- GIVEN EXERCISE:
Extract each record and reproduce it exactly.
^^^^
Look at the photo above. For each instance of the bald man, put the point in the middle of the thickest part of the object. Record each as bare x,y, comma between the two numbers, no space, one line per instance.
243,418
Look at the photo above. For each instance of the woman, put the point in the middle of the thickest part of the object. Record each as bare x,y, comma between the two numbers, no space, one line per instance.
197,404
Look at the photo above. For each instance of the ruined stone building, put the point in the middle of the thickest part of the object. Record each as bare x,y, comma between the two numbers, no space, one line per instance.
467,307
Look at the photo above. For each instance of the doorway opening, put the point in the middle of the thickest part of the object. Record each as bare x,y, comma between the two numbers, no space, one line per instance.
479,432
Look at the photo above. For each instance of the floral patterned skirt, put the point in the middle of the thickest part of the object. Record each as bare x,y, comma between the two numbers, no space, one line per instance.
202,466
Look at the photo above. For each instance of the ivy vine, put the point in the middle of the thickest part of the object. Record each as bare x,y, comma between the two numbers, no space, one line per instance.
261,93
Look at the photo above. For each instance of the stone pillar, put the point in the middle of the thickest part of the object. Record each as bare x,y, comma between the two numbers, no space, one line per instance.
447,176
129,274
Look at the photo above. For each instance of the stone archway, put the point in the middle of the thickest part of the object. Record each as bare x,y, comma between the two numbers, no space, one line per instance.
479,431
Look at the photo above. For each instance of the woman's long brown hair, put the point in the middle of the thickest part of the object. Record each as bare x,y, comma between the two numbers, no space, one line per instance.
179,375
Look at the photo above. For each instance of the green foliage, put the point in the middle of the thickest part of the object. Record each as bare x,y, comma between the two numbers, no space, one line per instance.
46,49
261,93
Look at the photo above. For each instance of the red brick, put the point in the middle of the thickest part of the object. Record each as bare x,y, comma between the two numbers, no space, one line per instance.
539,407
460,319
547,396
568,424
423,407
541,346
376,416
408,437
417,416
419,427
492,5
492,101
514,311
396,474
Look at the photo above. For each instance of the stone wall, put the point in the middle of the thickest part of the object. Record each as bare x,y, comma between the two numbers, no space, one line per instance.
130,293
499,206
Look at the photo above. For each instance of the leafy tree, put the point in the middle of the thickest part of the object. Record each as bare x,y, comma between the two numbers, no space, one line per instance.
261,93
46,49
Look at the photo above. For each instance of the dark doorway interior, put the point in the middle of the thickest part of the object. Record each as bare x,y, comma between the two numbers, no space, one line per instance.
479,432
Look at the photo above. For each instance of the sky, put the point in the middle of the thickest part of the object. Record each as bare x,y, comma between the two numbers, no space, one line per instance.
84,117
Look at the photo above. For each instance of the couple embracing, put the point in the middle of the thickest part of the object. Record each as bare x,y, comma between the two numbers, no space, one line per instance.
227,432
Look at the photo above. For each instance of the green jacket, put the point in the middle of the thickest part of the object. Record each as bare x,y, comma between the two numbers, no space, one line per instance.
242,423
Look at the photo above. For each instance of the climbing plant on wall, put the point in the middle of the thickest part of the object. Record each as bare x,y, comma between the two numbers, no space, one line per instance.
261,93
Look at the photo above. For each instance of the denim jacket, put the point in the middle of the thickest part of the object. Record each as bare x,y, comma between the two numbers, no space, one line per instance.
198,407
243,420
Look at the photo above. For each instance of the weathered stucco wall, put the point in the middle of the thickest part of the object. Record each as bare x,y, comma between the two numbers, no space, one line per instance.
^^^^
- ANSWER TO THIS TASK:
Look at the photo above. For each instance of the bald man, put the point in the middle of the thickest part of the object. Record each as bare x,y, comma between the two numbers, no space, one line per instance.
243,418
Look at the photo above. For each instance of the woman, put the point in the middle of the thickest part of the object. Record each as bare x,y, comma between the two numbers, no space, one line per instance.
197,404
Look at the photo above. For each instance of the ruined stone building, put the point in the middle of the thickest part of the object. Record each as bare x,y, comma between the two numbers, no space, one line per instance.
467,307
Look at the photo above. For each instance of the doorway opening, put the point in the middle of the thickest part of the object. Record each as bare x,y, comma between the two numbers, no space, one line per instance.
479,432
Look at the photo above. For each instance of the floral patterned skirt, put the point in the middle of the thickest part of the object. Record each as bare x,y, comma between the two numbers, no space, one line per instance.
202,466
Look at the photo above. For each instance of the ivy vine, put the point in the middle of the thickest part of the object. Record each as bare x,y, comma between the two numbers, no space, one line per instance.
261,93
Look at the photo above. For each instance of the stone pillar, put the point in the middle of the thickest part of the object. Record each as bare x,y, comma between the two numbers, no space, one line per instance.
447,176
129,274
Look at the photo above. For each instance of the stone archway, put the point in the middle of the thickest part of the object. Record each as bare x,y, comma between the two numbers, no space, one line per instance.
479,431
Look at the photo above. For each instance of the woman's long brown hair, put the point in the middle of the thickest part of the object. Record each as bare x,y, comma between the two numbers, no space, one line per instance.
179,375
Look at the photo above. For each instance of the green foliage, put the point in the middle of the thickest part of the object. Record each as bare x,y, comma between the two numbers, no space, one line per instance.
46,49
261,93
Look at the photo above. For each instance of the red brick, put the point in the middle of the thickest part of the object. Record each as bare x,y, comma between the two numbers, no space, one line per instance.
539,407
460,319
547,396
568,424
423,407
541,346
376,416
408,437
417,416
419,427
492,5
492,101
514,311
396,474
Look at the photo above. For each instance of the stone wall, put the point in the middle of the thickest part of the object. Record each as bare x,y, comma between the two numbers, no space, one line per instance.
130,293
499,206
Look at the photo above. For each instance of the leafy tree, put the point in the middle of the thickest part of the object. Record each as bare x,y, comma between the two numbers, no space, one line per instance.
261,93
46,49
Look at the photo above. For each instance of the dark doorway interior, put the point in the middle of the thickest part of the object. Record each as bare x,y, comma between the two numbers, no space, one line per instance.
479,432
Look at the photo above. For each instance of the sky, put the point in the middle of the thickest part of the object. Record each as bare x,y, comma between the two numbers, no space, one line per instance.
84,117
Look at the photo above. For each instance of the couple embracing, put the point in the middle of the thickest part of the object. Record each as bare x,y, comma between the two numbers, no space, one line per instance.
227,432
Look at the photo above. For each instance of the green jacket, put the point in the middle of the thickest part of the object. Record each as bare x,y, comma between the two numbers, no space, one line per instance.
242,423
Look at the photo above. For each instance of the climbing plant on wall, put the point in the middle of the thickest part of the object. Record each as bare x,y, comma between the two numbers, no space, one line per instance.
261,93
Look at the photo above. For each instance of the denim jacket, put the point in the middle of the thickest part of the object. Record each as bare x,y, comma between the two numbers, no space, one line per instance.
198,407
243,420
Look at the photo above. For each instance of the weathered stucco wall, put the point in the middle of the thickest part of the object. Record each as bare x,y, comma between the two numbers, no space, one line per instance.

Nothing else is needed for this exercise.